Source passage
Artificial Intelligence has made significant progress with Large Language Models (LLMs), but their capability to process complex structured graph data remains challenging. Many real-world data structures, such as the web, e-commerce systems, and knowledge graphs, have a definite graph structure. While attempts have been made to amalgamate technologies like Graph Neural Networks (GNNs) with LLMs, they are primarily focused on conventional graph tasks or simple questions on small graphs. This research aims to create a flexible framework for complex real-world graphs to enable a unified conversational user-interface.
Efforts to combine graph-based techniques with LLMs span various areas such as general graph models, multi-modal architectures, and practical applications for graph reasoning, node classification, and graph classification/regression. Retrieval-augmented generation (RAG) has emerged as a promising approach to enhance the trustworthiness of LLMs. However, the application of these advanced techniques to graph-specific LLMs is in its early stages.
Researchers from several universities and Meta AI have introduced G-Retriever, a novel architecture that integrates the strengths of GNNs, LLMs, and RAG. This framework enables efficient fine-tuning while preserving pre-trained language capabilities of the LLM via freezing the LLM model and using a soft prompting approach to the GNNs. The framework mitigates hallucinations through direct retrieval of graph information and adapts RAG to graphs, enhancing explainability by returning the retrieved subgraph.
G-Retriever’s architecture consists of four main steps: indexing, retrieval, subgraph construction, and generation. The node and graph embeddings generated in the indexing stage are stored in a nearest-neighbor data structure. The retrieval stage uses k-nearest neighbors to identify the most relevant nodes and edges for a given query. Subgraph construction employs Prize-Collecting Steiner Tree algorithm to create a relevant subgraph. The generation step involves a Graph Attention Network, a projection layer, and a text embedder, which transforms the subgraph into a textual format. The LLM then generates an answer.

Photo-based referring expression data:
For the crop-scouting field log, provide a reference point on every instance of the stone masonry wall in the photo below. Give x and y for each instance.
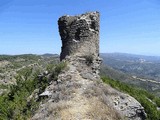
(79, 34)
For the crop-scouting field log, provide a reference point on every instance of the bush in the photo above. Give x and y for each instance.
(14, 105)
(141, 95)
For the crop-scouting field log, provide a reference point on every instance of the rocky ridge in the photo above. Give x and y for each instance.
(79, 93)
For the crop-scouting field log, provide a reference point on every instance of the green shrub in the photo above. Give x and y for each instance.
(14, 105)
(141, 95)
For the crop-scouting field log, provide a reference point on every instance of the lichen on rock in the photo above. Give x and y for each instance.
(79, 93)
(79, 34)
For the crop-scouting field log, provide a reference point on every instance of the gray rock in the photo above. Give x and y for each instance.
(79, 34)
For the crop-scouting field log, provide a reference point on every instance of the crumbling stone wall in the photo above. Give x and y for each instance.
(79, 34)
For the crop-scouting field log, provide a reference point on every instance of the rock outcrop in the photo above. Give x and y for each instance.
(79, 93)
(79, 34)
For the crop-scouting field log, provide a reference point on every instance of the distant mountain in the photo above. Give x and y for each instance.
(137, 65)
(141, 71)
(50, 55)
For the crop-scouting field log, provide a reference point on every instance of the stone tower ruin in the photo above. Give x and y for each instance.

What to work on
• 1. Using the G-Retriever article, answer these questions:
(a) Which real-world data structures are named as having a definite graph structure?
(b) Which three technologies does G-Retriever combine?
(c) Which algorithm is used in the subgraph construction step?
• 2. List the main steps of G-Retriever's architecture as given in the G-Retriever article.

Outputs by task
• 1.
(a) The web, e-commerce systems, and knowledge graphs.
(b) GNNs, LLMs, and RAG.
(c) The Prize-Collecting Steiner Tree algorithm.

• 2. Indexing, retrieval, subgraph construction, and generation.